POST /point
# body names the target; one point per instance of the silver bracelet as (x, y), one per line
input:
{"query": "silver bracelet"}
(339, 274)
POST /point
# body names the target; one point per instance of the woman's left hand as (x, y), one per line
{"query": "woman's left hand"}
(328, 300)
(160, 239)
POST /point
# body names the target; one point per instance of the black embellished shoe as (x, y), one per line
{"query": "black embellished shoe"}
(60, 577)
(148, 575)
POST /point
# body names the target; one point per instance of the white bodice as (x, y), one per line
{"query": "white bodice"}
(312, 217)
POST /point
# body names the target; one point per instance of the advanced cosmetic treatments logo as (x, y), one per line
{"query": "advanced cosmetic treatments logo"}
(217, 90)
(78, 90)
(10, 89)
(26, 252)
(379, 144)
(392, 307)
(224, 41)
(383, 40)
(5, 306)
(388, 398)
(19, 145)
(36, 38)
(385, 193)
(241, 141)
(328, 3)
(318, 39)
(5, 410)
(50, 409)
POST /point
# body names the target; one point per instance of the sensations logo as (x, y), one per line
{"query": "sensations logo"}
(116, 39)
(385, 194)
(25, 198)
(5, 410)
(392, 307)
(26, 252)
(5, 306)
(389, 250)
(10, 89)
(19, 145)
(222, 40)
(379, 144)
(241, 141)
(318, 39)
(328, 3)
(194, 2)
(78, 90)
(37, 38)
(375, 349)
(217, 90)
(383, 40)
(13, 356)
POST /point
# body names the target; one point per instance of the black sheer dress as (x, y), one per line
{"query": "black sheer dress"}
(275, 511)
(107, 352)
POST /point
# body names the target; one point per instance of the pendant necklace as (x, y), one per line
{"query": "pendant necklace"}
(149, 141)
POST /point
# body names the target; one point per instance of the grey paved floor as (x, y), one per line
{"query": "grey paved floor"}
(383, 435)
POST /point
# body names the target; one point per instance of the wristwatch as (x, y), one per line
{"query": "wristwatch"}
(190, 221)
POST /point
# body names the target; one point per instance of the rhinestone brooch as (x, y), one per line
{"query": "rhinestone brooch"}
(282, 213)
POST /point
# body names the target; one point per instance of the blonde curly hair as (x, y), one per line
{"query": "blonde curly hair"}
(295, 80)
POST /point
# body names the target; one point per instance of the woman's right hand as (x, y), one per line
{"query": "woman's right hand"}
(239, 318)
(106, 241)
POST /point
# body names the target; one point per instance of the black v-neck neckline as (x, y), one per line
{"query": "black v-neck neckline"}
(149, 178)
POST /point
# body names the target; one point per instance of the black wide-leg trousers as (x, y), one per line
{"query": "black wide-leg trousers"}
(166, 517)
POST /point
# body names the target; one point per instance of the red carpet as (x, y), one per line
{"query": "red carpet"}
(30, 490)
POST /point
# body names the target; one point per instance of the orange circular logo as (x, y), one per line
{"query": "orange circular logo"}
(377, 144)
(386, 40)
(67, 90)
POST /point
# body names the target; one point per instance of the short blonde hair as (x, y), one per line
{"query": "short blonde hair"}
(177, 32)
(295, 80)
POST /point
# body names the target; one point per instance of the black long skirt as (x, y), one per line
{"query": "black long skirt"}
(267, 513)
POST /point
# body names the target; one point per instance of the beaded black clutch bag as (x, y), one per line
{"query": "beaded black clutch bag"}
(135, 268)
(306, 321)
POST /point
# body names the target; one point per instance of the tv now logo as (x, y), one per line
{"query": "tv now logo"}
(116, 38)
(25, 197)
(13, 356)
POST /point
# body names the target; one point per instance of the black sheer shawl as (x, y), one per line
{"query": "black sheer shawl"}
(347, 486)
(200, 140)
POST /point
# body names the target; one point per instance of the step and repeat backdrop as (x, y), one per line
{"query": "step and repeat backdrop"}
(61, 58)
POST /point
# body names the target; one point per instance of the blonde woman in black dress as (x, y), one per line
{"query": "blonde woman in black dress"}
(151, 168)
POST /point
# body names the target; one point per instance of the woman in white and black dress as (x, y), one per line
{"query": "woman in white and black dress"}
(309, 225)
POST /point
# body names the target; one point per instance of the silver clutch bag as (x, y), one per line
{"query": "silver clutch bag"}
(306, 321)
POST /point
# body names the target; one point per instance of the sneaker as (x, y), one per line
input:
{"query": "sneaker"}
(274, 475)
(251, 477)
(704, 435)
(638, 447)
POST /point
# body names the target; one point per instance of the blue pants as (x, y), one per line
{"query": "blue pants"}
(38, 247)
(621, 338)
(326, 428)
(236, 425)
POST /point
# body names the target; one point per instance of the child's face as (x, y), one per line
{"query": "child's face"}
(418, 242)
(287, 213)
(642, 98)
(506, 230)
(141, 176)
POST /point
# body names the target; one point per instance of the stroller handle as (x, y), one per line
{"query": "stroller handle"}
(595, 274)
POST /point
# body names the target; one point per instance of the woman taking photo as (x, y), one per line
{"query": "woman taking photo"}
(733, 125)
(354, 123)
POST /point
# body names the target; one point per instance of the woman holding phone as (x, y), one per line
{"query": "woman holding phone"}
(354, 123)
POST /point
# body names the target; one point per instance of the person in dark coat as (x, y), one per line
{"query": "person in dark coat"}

[PROBLEM]: Copy the material above verbatim.

[SOLUTION TO THE PROBLEM]:
POST /point
# body names the target; one point per instance of the silver bracelet as (x, y), one per line
input:
{"query": "silver bracelet"}
(339, 274)
POST /point
# body names the target; one point per instance of the woman's left hand as (x, y), one per line
{"query": "woman's left hand"}
(328, 300)
(160, 239)
POST /point
# body names the target; one point per instance of the black embellished shoe as (x, y), one per line
{"query": "black embellished shoe"}
(60, 577)
(148, 575)
POST /point
# body names the target; one point per instance of the white bodice as (x, y), one per line
{"query": "white bodice"}
(312, 217)
POST /point
# body names the target; one point per instance of the advanced cosmetic treatments logo as (x, y), one per line
{"query": "advanced cosmetic treatments logo"}
(217, 90)
(78, 90)
(10, 89)
(26, 252)
(379, 144)
(392, 307)
(224, 41)
(383, 40)
(5, 306)
(388, 398)
(19, 145)
(36, 38)
(385, 193)
(241, 141)
(328, 3)
(318, 39)
(5, 410)
(50, 409)
POST /point
# body names the target; one point per instance of the sensations logo as (x, y), one per line
{"query": "sensations logo"}
(116, 39)
(385, 194)
(25, 198)
(5, 410)
(392, 307)
(26, 252)
(5, 306)
(389, 250)
(10, 89)
(19, 145)
(222, 40)
(379, 144)
(241, 141)
(318, 39)
(328, 3)
(194, 2)
(78, 90)
(37, 38)
(375, 349)
(217, 90)
(383, 40)
(13, 356)
POST /point
# body names the target; one point per instance of the black sheer dress as (x, y), one per line
{"query": "black sheer dress"}
(275, 511)
(107, 352)
POST /point
# body names the target; one point per instance of the pendant necklace as (x, y), one per line
{"query": "pendant necklace"}
(149, 141)
POST /point
# body names the target; one point per instance of the grey paved floor as (x, y), one per line
{"query": "grey paved floor"}
(383, 435)
POST /point
# body names the target; one point per instance of the wristwatch as (x, y), one per line
{"query": "wristwatch"}
(190, 221)
POST /point
# body names the target; one point per instance of the rhinestone brooch as (x, y), one per line
{"query": "rhinestone brooch"}
(282, 213)
POST /point
# body names the target; one point per instance of the blonde curly hair as (x, y), one per line
{"query": "blonde curly hair"}
(295, 80)
POST /point
# body names the target; one point per instance of the woman's right hand as (x, y), one per line
{"query": "woman's right hand"}
(239, 318)
(106, 241)
POST /point
# body names the target; one point per instance of the black v-neck neckline as (x, y), one per line
{"query": "black v-neck neckline"}
(149, 178)
POST /point
# body names the target; one point per instance of the black wide-leg trousers as (x, y), one per line
{"query": "black wide-leg trousers"}
(166, 517)
POST /point
# body names the target; one point per instance of the red carpet as (x, y), one per line
{"query": "red carpet"}
(30, 490)
POST /point
# body names the target; one point per instance of the orange circular logo as (x, y), one per line
{"query": "orange circular logo"}
(377, 144)
(386, 40)
(67, 90)
POST /point
# body names the target; one point per instance of the short blonde hair as (x, y), one per line
{"query": "short blonde hair"}
(177, 32)
(295, 80)
POST /point
# body names the target; one point per instance of the black long skirt as (x, y), one per line
{"query": "black long skirt"}
(267, 513)
POST /point
# body names the target; one point per instance of the beaded black clutch bag as (x, y), one per line
{"query": "beaded black clutch bag"}
(135, 268)
(306, 321)
POST /point
# body names the target; one point per instance of the tv now logo as (x, y), one per line
{"query": "tv now logo"}
(116, 38)
(25, 197)
(13, 356)
POST /point
# body names the target; one point per instance of the black sheer shawl as (x, y), one per line
{"query": "black sheer shawl"}
(347, 486)
(200, 140)
POST /point
# body names the target; one point per instance of the step and repeat backdrop as (x, y), one per line
{"query": "step and repeat backdrop"}
(61, 58)
POST /point
# body names the target; one point per instance of the blonde woman in black dress as (x, y), one per line
{"query": "blonde woman in black dress"}
(151, 168)
POST /point
# body names the target; one point per instance of the woman in white and black dress as (x, y), one per line
{"query": "woman in white and black dress"}
(309, 225)
POST /point
# body names the target; one point per instance of the silver clutch bag as (x, y), one per line
{"query": "silver clutch bag"}
(306, 321)
POST /point
# body names the target; one point per instance of the sneaker as (x, y), one per line
input:
{"query": "sneaker"}
(274, 475)
(251, 477)
(704, 435)
(638, 447)
POST /point
# body names the target; one point per instance of the blue pants as (x, y), one per line
{"query": "blue pants"}
(38, 247)
(621, 338)
(326, 428)
(236, 425)
POST /point
# body names the target; one point per instance of the child's face as (x, y), one per line
{"query": "child's face"}
(418, 242)
(287, 213)
(642, 98)
(506, 230)
(141, 176)
POST /point
# body names the target; one point per instance of the stroller handle as (x, y), one per line
{"query": "stroller handle"}
(595, 274)
POST /point
# body names the target; one point per instance of the woman taking photo as (x, y), one per line
{"query": "woman taking photo"}
(733, 125)
(354, 123)
POST /point
# body names the target; one point per instance of the woman holding phone as (x, y), one per line
{"query": "woman holding phone"}
(354, 123)
POST /point
# body names the target; one point per instance of the person in dark coat as (x, y), one per line
{"query": "person in dark coat"}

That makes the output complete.